##### RECORDS SUPPLIED #####

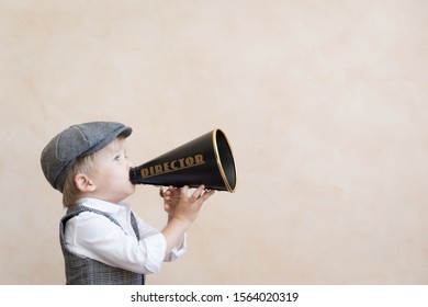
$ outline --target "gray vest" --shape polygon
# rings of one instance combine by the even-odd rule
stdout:
[[[68,208],[67,214],[61,218],[59,224],[59,241],[65,260],[67,285],[144,285],[144,274],[114,268],[68,250],[65,241],[66,223],[82,212],[103,215],[121,227],[117,220],[106,213],[81,205]],[[138,226],[133,213],[131,213],[131,224],[139,240]]]

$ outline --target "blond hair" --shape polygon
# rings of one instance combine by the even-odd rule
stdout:
[[[79,173],[88,174],[92,170],[93,160],[97,152],[91,155],[79,157],[76,159],[75,164],[69,170],[63,187],[63,205],[68,208],[76,205],[79,200],[80,191],[76,186],[75,178]]]

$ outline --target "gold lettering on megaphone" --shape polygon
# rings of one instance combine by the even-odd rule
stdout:
[[[164,162],[153,167],[144,168],[139,172],[142,178],[148,178],[153,175],[158,175],[162,173],[196,167],[204,163],[205,163],[204,157],[202,155],[195,155],[187,158]]]

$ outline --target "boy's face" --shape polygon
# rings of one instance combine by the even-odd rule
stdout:
[[[94,156],[90,179],[97,186],[92,196],[119,203],[135,192],[129,181],[132,162],[126,157],[124,138],[115,138]]]

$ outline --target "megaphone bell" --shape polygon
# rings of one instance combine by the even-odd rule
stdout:
[[[132,168],[133,184],[198,187],[234,192],[236,167],[226,135],[214,129],[144,164]]]

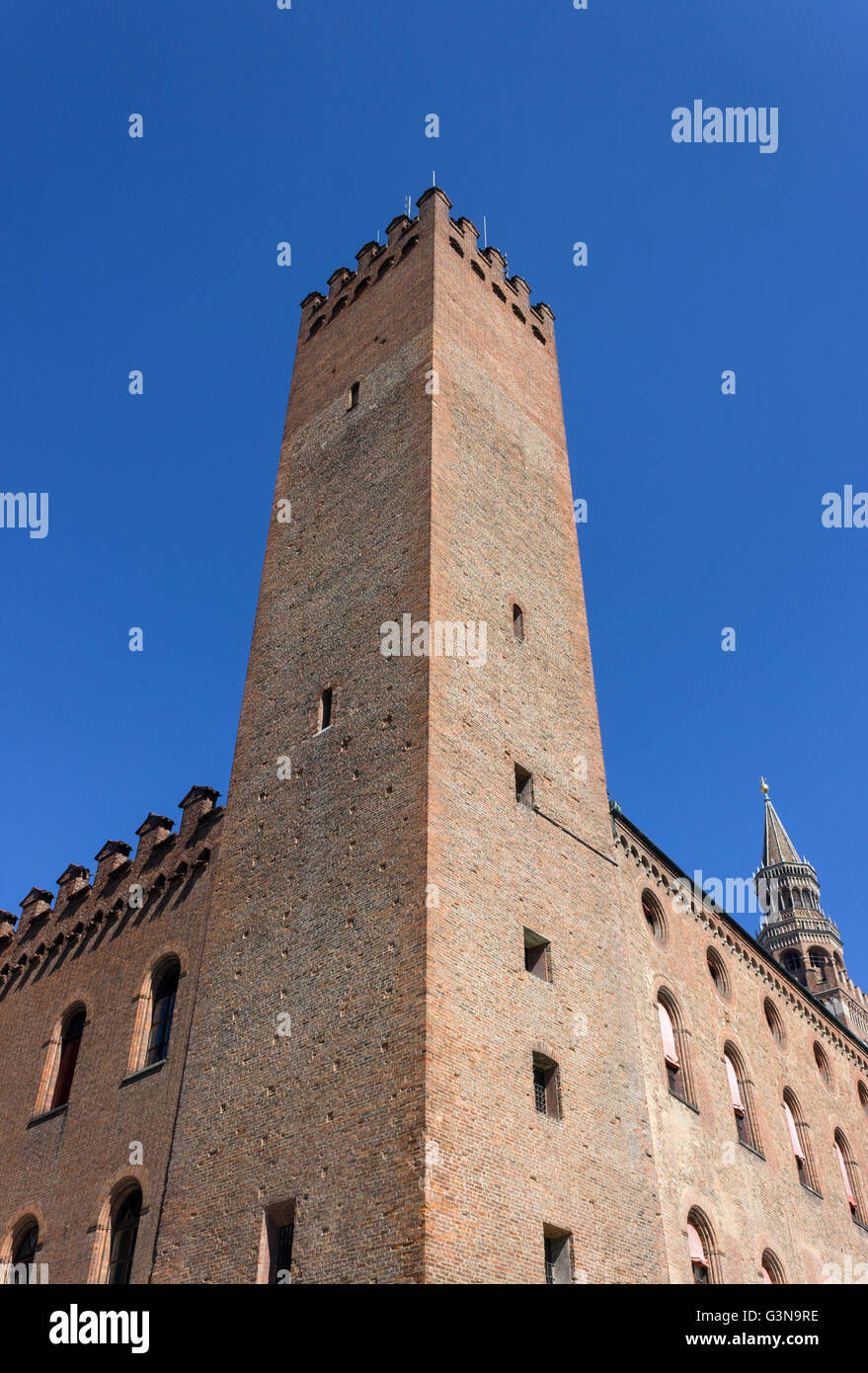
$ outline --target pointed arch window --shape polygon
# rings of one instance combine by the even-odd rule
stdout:
[[[841,1130],[835,1130],[835,1153],[838,1155],[838,1167],[841,1168],[843,1195],[847,1199],[850,1215],[860,1225],[865,1225],[858,1173],[853,1160],[853,1153],[850,1152],[850,1145]]]
[[[36,1221],[25,1221],[12,1244],[11,1263],[7,1269],[7,1287],[27,1287],[36,1281],[30,1265],[36,1263],[36,1251],[40,1243],[40,1227]]]
[[[817,1173],[813,1164],[810,1145],[808,1142],[808,1126],[802,1120],[802,1109],[790,1090],[784,1092],[784,1116],[790,1131],[790,1144],[792,1145],[792,1156],[795,1157],[799,1182],[803,1188],[820,1195]]]
[[[84,1035],[85,1020],[87,1012],[84,1009],[71,1011],[66,1017],[60,1037],[60,1061],[58,1064],[58,1076],[51,1097],[51,1111],[56,1111],[58,1107],[65,1107],[69,1101],[73,1078],[76,1075],[76,1064],[78,1063],[78,1050],[81,1049],[81,1037]]]
[[[176,960],[154,979],[151,1028],[144,1054],[146,1068],[150,1068],[154,1063],[162,1063],[169,1056],[169,1035],[172,1034],[172,1019],[174,1016],[180,975],[181,965]]]
[[[661,1030],[661,1045],[663,1049],[663,1063],[666,1067],[666,1083],[673,1097],[695,1108],[689,1060],[687,1054],[687,1034],[681,1022],[681,1015],[673,998],[665,993],[658,993],[656,1016]]]
[[[751,1086],[744,1071],[744,1063],[736,1049],[728,1043],[724,1049],[724,1068],[729,1086],[729,1101],[735,1116],[739,1142],[760,1153],[760,1137],[753,1111]]]
[[[760,1281],[772,1287],[783,1287],[787,1281],[780,1259],[773,1249],[764,1249],[760,1260]]]
[[[122,1197],[111,1221],[111,1251],[106,1276],[108,1287],[122,1287],[130,1280],[140,1215],[141,1189],[132,1188]]]
[[[709,1287],[720,1281],[720,1259],[709,1221],[696,1207],[687,1216],[687,1252],[694,1282]]]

#####

### EXERCISE DIRECTIONS
Identify every line in the records above that contains the string "outline", and copy each of those lines. Case counts.

### ANSWER TO THIS PROBLEM
$ outline --target "gray vest" --shape polygon
$ outline --target "blond hair" --shape polygon
$ outline --target "gold lettering on megaphone" --shape polygon
$ outline --target "boy's face" --shape polygon
$ outline --target "megaphone bell" --shape polygon
$ outline --target pointed arch window --shape polygon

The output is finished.